* [A block of data]
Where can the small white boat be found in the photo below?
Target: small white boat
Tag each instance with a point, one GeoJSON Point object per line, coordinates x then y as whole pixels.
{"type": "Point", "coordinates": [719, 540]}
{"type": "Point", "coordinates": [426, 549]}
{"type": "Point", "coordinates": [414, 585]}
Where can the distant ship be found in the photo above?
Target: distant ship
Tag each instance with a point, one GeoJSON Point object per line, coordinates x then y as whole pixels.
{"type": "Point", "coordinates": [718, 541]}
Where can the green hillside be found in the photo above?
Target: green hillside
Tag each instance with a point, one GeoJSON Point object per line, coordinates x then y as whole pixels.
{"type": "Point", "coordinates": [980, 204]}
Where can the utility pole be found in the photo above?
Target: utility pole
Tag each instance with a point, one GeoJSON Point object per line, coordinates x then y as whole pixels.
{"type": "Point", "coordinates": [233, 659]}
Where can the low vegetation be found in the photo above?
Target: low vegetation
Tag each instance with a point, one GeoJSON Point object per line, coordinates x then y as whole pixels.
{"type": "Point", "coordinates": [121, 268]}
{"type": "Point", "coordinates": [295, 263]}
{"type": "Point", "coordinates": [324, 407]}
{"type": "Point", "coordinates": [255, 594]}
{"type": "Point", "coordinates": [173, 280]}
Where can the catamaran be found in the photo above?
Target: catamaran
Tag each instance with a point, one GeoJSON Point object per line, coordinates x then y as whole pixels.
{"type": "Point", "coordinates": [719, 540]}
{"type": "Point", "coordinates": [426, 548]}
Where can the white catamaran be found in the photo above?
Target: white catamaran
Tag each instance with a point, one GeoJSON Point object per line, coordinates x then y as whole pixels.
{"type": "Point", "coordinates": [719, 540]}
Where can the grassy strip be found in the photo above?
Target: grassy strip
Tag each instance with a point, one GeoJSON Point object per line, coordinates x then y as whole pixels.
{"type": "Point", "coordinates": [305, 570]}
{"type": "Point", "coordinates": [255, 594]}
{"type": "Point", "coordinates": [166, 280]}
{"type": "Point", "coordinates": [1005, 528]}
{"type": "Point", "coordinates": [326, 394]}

* [Task statement]
Give exactly the lines from the one with "Where can the catamaran" to the end of the entries, nothing before them.

* [Final answer]
Where can the catamaran be found in the photo above?
Target: catamaran
Tag each instance with a point, one GeoJSON Point object per line, coordinates x then y as whole pixels.
{"type": "Point", "coordinates": [719, 540]}
{"type": "Point", "coordinates": [426, 548]}
Where can the white catamaran be found in the photo above?
Target: white catamaran
Tag each instance with a point, one GeoJSON Point object per line, coordinates x then y as whole pixels.
{"type": "Point", "coordinates": [719, 540]}
Where can the grassy strip be found in the photo above?
Target: grassy strip
Tag each instance with a point, one GeoJSON Point object per line, coordinates x then y as whole pixels.
{"type": "Point", "coordinates": [305, 570]}
{"type": "Point", "coordinates": [255, 594]}
{"type": "Point", "coordinates": [166, 280]}
{"type": "Point", "coordinates": [1005, 528]}
{"type": "Point", "coordinates": [326, 394]}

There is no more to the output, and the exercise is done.